WHAT YOU ARE ASKED TO DO: Extract the line that contains "Challenge: find every instance of black shoe" and every line after it through the end of the records below, exactly as written, leaving out any pictures.

DATA FOR ANALYSIS:
* * *

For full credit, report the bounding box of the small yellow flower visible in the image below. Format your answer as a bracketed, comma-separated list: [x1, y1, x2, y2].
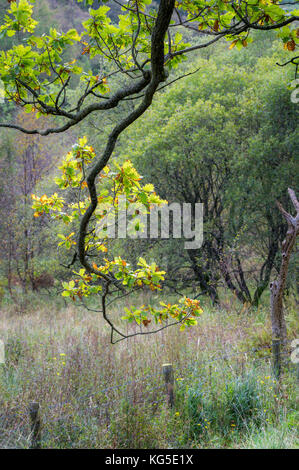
[175, 412, 180, 416]
[60, 353, 66, 356]
[231, 424, 236, 427]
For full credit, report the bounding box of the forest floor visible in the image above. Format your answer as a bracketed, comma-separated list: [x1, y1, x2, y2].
[0, 292, 298, 449]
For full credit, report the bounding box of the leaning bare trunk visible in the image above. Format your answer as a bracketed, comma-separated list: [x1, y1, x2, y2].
[270, 188, 299, 347]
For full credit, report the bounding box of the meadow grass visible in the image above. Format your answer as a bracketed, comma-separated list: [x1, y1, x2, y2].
[0, 292, 298, 448]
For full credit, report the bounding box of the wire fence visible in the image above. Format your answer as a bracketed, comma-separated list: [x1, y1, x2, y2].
[0, 341, 297, 449]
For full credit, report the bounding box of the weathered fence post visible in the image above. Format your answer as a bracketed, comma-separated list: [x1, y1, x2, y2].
[272, 339, 281, 380]
[162, 363, 174, 408]
[29, 402, 41, 449]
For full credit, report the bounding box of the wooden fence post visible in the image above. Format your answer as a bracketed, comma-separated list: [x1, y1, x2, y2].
[29, 402, 41, 449]
[162, 363, 174, 408]
[272, 339, 281, 380]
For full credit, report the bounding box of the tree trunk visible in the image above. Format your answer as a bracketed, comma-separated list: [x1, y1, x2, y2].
[270, 188, 299, 346]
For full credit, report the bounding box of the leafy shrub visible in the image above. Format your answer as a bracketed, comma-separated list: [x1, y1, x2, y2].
[177, 372, 263, 444]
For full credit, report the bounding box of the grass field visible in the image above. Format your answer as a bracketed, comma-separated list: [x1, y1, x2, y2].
[0, 292, 298, 449]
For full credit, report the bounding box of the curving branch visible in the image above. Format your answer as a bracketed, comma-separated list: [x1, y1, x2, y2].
[277, 56, 299, 67]
[231, 4, 298, 31]
[0, 73, 151, 135]
[101, 279, 195, 344]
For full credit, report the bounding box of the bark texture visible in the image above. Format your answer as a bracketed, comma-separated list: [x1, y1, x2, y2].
[270, 188, 299, 345]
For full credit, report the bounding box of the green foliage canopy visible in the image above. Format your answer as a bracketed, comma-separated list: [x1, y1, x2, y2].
[0, 0, 298, 339]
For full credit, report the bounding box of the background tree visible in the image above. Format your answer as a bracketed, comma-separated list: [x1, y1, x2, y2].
[0, 109, 73, 303]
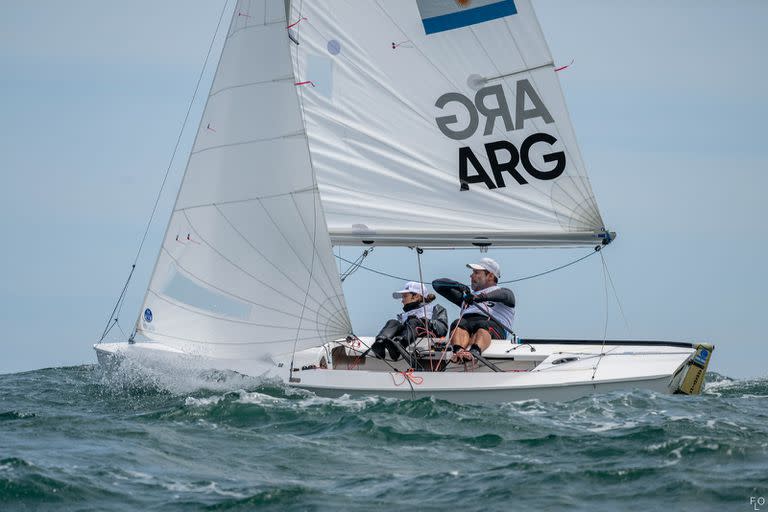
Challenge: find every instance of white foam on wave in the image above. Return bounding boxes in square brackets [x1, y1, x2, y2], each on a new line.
[704, 377, 737, 392]
[109, 469, 156, 484]
[586, 420, 639, 433]
[162, 480, 246, 499]
[98, 356, 269, 396]
[111, 468, 246, 499]
[184, 395, 225, 407]
[499, 399, 546, 415]
[294, 393, 388, 410]
[235, 390, 287, 406]
[182, 388, 388, 410]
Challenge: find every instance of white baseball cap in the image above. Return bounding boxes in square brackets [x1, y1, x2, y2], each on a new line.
[392, 281, 429, 299]
[467, 257, 501, 279]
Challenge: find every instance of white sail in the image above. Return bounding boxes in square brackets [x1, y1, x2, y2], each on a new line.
[290, 0, 610, 247]
[135, 0, 351, 359]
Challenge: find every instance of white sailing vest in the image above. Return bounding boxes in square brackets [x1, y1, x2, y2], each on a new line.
[397, 302, 434, 324]
[464, 285, 515, 330]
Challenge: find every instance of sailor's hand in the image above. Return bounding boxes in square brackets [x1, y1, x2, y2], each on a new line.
[462, 291, 474, 304]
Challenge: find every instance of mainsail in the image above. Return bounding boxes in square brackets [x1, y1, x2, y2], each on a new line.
[291, 0, 610, 246]
[135, 0, 350, 358]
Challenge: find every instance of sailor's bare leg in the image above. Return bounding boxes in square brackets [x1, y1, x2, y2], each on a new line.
[471, 329, 492, 353]
[450, 327, 470, 349]
[450, 327, 470, 362]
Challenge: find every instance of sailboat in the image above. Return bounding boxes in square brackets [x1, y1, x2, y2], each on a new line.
[95, 0, 713, 403]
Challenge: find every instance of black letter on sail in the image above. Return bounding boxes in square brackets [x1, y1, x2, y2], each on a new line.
[459, 147, 496, 191]
[520, 133, 566, 180]
[485, 140, 528, 187]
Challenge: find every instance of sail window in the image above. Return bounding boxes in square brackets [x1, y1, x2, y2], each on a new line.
[162, 266, 252, 320]
[306, 55, 333, 99]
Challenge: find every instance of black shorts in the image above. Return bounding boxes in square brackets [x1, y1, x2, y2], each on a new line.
[450, 314, 506, 339]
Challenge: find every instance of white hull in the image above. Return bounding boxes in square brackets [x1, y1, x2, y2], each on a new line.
[94, 337, 711, 403]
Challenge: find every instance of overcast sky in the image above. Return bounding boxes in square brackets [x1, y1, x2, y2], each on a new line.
[1, 1, 766, 377]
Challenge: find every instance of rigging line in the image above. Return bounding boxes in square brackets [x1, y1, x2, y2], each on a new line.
[290, 186, 320, 382]
[130, 0, 229, 267]
[339, 248, 373, 282]
[500, 247, 601, 284]
[333, 247, 602, 285]
[414, 247, 434, 371]
[98, 264, 135, 342]
[288, 11, 352, 305]
[126, 0, 232, 342]
[101, 319, 118, 342]
[115, 321, 127, 340]
[335, 254, 414, 282]
[592, 250, 611, 380]
[348, 334, 416, 399]
[372, 2, 599, 227]
[599, 249, 631, 334]
[292, 1, 353, 351]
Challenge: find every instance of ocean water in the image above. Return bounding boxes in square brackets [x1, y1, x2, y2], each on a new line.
[1, 364, 766, 512]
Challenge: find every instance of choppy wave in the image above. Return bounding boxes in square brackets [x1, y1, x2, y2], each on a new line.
[1, 366, 766, 511]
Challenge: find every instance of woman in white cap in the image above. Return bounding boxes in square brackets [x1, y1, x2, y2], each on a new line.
[369, 281, 448, 361]
[432, 257, 516, 363]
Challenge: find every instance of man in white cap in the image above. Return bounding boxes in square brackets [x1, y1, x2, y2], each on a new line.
[432, 258, 515, 362]
[369, 281, 448, 361]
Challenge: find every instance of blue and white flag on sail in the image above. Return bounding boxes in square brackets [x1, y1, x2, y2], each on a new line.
[417, 0, 518, 35]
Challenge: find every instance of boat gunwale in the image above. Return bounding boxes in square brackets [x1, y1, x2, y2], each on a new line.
[516, 339, 709, 349]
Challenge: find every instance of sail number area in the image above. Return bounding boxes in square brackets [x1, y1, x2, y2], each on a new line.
[434, 79, 565, 191]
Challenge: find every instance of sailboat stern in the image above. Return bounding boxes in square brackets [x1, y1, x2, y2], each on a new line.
[675, 343, 714, 395]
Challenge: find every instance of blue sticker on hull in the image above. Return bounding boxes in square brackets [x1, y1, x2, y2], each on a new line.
[693, 348, 709, 366]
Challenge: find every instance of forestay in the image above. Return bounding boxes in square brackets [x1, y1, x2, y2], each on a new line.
[290, 0, 610, 247]
[135, 0, 351, 359]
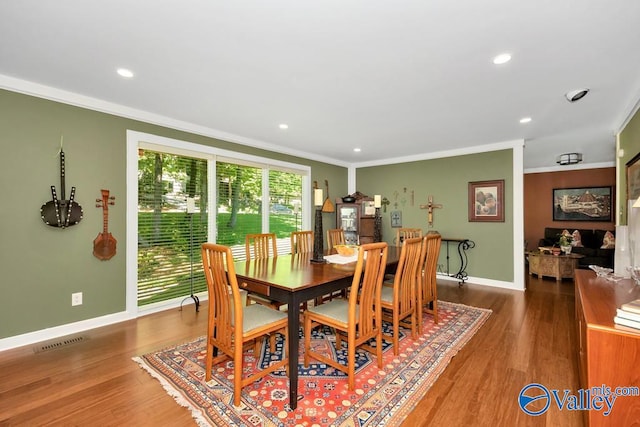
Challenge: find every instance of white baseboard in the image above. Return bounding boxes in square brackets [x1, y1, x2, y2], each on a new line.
[0, 311, 134, 352]
[437, 273, 525, 291]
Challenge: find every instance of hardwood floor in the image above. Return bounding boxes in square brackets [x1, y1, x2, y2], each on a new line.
[0, 272, 582, 426]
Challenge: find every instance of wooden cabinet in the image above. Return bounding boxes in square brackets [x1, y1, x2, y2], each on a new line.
[527, 252, 582, 281]
[336, 200, 376, 244]
[575, 270, 640, 426]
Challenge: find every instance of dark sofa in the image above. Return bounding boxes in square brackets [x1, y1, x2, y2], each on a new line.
[538, 227, 615, 269]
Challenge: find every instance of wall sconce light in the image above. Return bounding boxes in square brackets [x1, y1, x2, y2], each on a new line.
[556, 153, 583, 165]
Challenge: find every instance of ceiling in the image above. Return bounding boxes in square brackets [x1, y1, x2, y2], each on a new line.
[2, 1, 640, 170]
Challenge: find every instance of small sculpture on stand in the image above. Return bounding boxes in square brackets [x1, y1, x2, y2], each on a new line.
[181, 197, 200, 312]
[373, 194, 382, 242]
[311, 188, 325, 263]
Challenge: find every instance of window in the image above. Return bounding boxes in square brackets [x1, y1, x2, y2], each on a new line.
[128, 131, 311, 312]
[216, 162, 305, 259]
[137, 149, 208, 306]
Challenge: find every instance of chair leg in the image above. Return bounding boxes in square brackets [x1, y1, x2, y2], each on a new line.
[347, 333, 356, 390]
[303, 314, 311, 367]
[416, 286, 423, 335]
[393, 312, 399, 356]
[233, 340, 243, 406]
[410, 310, 417, 339]
[282, 328, 289, 377]
[205, 341, 213, 381]
[375, 329, 383, 368]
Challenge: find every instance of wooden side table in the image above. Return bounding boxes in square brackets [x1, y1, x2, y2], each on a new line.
[527, 251, 584, 281]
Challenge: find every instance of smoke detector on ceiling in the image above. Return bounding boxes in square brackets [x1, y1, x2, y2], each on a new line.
[565, 88, 590, 103]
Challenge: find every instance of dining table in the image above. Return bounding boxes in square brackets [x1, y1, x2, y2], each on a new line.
[234, 245, 401, 410]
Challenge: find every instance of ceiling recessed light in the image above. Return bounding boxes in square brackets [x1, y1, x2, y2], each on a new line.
[493, 53, 511, 65]
[353, 148, 361, 152]
[519, 117, 532, 124]
[279, 124, 288, 129]
[117, 68, 134, 78]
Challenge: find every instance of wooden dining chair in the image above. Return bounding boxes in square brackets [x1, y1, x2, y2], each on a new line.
[310, 228, 347, 304]
[290, 230, 314, 254]
[303, 242, 388, 390]
[245, 232, 309, 311]
[419, 232, 442, 332]
[201, 243, 288, 406]
[244, 233, 281, 308]
[380, 236, 422, 354]
[395, 228, 423, 247]
[245, 232, 278, 260]
[326, 228, 345, 250]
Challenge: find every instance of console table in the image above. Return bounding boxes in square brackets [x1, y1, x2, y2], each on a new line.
[439, 238, 475, 285]
[527, 251, 583, 282]
[575, 270, 640, 426]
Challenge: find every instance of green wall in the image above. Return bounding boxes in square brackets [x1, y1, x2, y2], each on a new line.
[0, 88, 515, 343]
[357, 150, 514, 281]
[618, 108, 640, 224]
[0, 89, 344, 339]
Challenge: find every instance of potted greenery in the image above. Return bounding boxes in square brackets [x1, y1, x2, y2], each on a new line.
[557, 233, 573, 255]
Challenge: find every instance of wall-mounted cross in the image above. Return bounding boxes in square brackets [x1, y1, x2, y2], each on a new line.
[420, 195, 443, 227]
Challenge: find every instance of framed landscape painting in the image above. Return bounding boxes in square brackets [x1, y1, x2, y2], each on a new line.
[552, 186, 612, 221]
[468, 180, 504, 222]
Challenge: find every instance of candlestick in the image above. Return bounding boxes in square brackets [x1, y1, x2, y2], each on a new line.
[314, 188, 323, 206]
[374, 207, 382, 242]
[186, 197, 196, 213]
[311, 207, 325, 263]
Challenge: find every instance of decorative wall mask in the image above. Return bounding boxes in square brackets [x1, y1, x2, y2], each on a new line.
[40, 146, 83, 228]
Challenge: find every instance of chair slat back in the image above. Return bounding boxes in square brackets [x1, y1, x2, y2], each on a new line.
[245, 233, 277, 260]
[201, 243, 242, 348]
[393, 236, 423, 312]
[291, 230, 314, 254]
[422, 233, 442, 301]
[396, 228, 423, 247]
[349, 242, 388, 337]
[327, 228, 345, 249]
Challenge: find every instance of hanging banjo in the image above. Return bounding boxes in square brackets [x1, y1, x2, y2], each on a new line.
[40, 149, 83, 228]
[93, 189, 117, 260]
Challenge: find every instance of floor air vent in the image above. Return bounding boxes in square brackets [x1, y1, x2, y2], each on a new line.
[33, 335, 88, 353]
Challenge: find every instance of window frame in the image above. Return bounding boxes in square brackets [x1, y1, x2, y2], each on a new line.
[126, 130, 312, 316]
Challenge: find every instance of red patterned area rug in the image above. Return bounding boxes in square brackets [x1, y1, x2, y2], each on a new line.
[133, 301, 491, 426]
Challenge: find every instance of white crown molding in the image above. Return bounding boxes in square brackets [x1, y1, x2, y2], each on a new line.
[615, 84, 640, 134]
[0, 74, 531, 171]
[352, 139, 525, 168]
[524, 161, 615, 174]
[0, 74, 351, 168]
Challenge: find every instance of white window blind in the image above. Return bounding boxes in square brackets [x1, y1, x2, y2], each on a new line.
[137, 149, 208, 306]
[216, 163, 305, 260]
[133, 133, 309, 308]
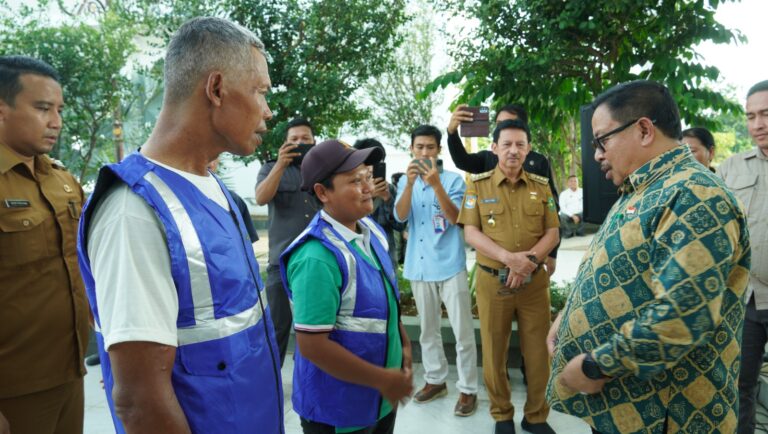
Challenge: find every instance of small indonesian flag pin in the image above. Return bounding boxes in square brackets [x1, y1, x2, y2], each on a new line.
[626, 206, 637, 215]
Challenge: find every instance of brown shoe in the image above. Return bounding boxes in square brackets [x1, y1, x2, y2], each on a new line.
[454, 393, 478, 417]
[413, 383, 448, 403]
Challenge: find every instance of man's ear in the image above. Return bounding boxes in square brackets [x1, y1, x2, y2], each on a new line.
[314, 183, 329, 204]
[0, 99, 11, 122]
[639, 117, 656, 147]
[204, 71, 224, 107]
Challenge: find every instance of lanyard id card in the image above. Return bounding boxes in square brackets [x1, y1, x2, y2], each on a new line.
[433, 214, 446, 233]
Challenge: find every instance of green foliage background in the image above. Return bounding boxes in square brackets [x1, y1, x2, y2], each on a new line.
[424, 0, 747, 189]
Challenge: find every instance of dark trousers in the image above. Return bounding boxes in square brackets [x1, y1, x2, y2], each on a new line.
[0, 378, 83, 434]
[738, 296, 768, 434]
[266, 264, 293, 365]
[300, 410, 396, 434]
[559, 212, 584, 237]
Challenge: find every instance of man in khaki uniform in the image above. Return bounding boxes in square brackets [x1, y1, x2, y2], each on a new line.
[0, 56, 89, 434]
[458, 119, 559, 434]
[720, 79, 768, 434]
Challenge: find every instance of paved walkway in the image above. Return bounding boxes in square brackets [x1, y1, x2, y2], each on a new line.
[84, 358, 594, 434]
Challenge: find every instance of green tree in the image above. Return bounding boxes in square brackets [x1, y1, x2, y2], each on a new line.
[0, 9, 137, 184]
[357, 0, 442, 148]
[117, 0, 409, 162]
[425, 0, 744, 188]
[229, 0, 408, 161]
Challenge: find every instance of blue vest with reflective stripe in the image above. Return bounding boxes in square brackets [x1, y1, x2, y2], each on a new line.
[77, 153, 284, 434]
[279, 212, 400, 427]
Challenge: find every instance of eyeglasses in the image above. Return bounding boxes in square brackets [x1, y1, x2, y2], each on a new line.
[591, 118, 656, 153]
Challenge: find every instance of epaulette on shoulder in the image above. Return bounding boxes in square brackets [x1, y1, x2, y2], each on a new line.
[528, 173, 549, 185]
[470, 170, 493, 182]
[49, 157, 67, 170]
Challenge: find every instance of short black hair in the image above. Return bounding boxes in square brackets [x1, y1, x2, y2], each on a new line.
[309, 174, 337, 197]
[747, 80, 768, 99]
[286, 117, 315, 136]
[391, 171, 405, 186]
[353, 138, 386, 159]
[495, 104, 529, 125]
[567, 175, 578, 180]
[493, 119, 531, 143]
[682, 127, 715, 152]
[410, 124, 442, 146]
[0, 56, 60, 106]
[591, 80, 681, 140]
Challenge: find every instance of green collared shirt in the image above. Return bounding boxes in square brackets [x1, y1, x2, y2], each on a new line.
[547, 145, 751, 433]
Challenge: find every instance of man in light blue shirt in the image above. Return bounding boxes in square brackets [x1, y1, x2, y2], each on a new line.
[395, 124, 479, 417]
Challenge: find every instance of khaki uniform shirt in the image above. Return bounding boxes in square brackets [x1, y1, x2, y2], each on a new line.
[718, 148, 768, 309]
[457, 167, 559, 268]
[0, 143, 89, 398]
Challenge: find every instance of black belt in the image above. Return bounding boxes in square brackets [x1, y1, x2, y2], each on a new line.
[478, 263, 502, 276]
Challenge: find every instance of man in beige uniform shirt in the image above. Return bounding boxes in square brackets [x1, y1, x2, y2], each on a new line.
[0, 56, 89, 434]
[458, 119, 560, 434]
[719, 79, 768, 434]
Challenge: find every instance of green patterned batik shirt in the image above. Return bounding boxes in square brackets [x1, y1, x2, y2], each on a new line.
[546, 146, 751, 434]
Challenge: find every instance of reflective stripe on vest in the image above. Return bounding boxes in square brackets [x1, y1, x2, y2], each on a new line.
[319, 220, 388, 335]
[143, 170, 266, 345]
[363, 216, 389, 251]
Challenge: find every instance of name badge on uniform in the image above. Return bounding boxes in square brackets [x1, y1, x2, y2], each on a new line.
[3, 199, 31, 208]
[529, 191, 538, 201]
[433, 214, 446, 233]
[480, 198, 499, 204]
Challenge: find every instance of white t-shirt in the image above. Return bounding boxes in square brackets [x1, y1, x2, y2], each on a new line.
[559, 187, 583, 217]
[88, 156, 229, 350]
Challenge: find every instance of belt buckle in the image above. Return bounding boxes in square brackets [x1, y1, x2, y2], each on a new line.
[497, 271, 533, 296]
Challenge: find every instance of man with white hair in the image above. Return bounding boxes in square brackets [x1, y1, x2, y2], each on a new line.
[77, 17, 283, 433]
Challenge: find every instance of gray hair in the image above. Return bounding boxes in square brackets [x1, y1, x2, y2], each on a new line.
[164, 16, 269, 104]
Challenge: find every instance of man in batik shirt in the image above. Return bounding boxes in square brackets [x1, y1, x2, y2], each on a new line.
[546, 80, 750, 434]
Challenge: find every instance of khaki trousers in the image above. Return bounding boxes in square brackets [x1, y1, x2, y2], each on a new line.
[0, 378, 83, 434]
[476, 266, 551, 423]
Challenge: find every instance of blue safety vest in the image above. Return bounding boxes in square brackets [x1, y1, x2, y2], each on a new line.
[77, 153, 284, 434]
[279, 212, 400, 428]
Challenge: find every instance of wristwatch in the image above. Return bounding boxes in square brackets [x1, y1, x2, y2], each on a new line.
[581, 353, 607, 380]
[526, 254, 539, 266]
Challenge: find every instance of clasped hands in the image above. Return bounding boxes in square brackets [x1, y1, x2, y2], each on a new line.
[500, 250, 538, 288]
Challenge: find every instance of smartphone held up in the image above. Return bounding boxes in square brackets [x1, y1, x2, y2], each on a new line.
[460, 106, 490, 137]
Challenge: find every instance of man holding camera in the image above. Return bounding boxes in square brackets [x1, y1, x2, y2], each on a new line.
[255, 117, 319, 364]
[395, 125, 479, 416]
[458, 120, 560, 434]
[447, 104, 560, 277]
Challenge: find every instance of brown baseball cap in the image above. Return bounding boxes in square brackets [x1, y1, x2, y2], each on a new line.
[301, 139, 384, 192]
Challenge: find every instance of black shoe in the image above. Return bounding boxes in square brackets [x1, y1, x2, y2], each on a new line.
[495, 420, 516, 434]
[85, 354, 101, 366]
[521, 417, 555, 434]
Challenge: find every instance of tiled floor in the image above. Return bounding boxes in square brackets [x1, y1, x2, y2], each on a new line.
[84, 357, 594, 434]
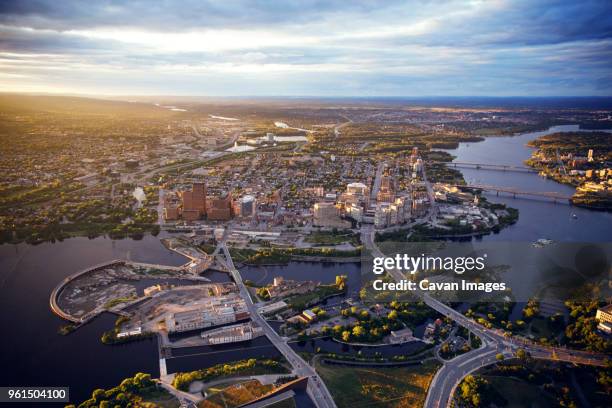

* * *

REPLY TO THE EXERCISE:
Challenge: find every instance of black shoe in the image above. Return bounding boxes in square brackets [x1, y1, x2, y2], each on a new line.
[495, 420, 516, 434]
[85, 354, 101, 366]
[521, 417, 555, 434]
Challenge: find every instance of tiled floor in the image above. Return bounding boxes in square brackets [x1, y1, x2, y2], each on a new line.
[84, 357, 594, 434]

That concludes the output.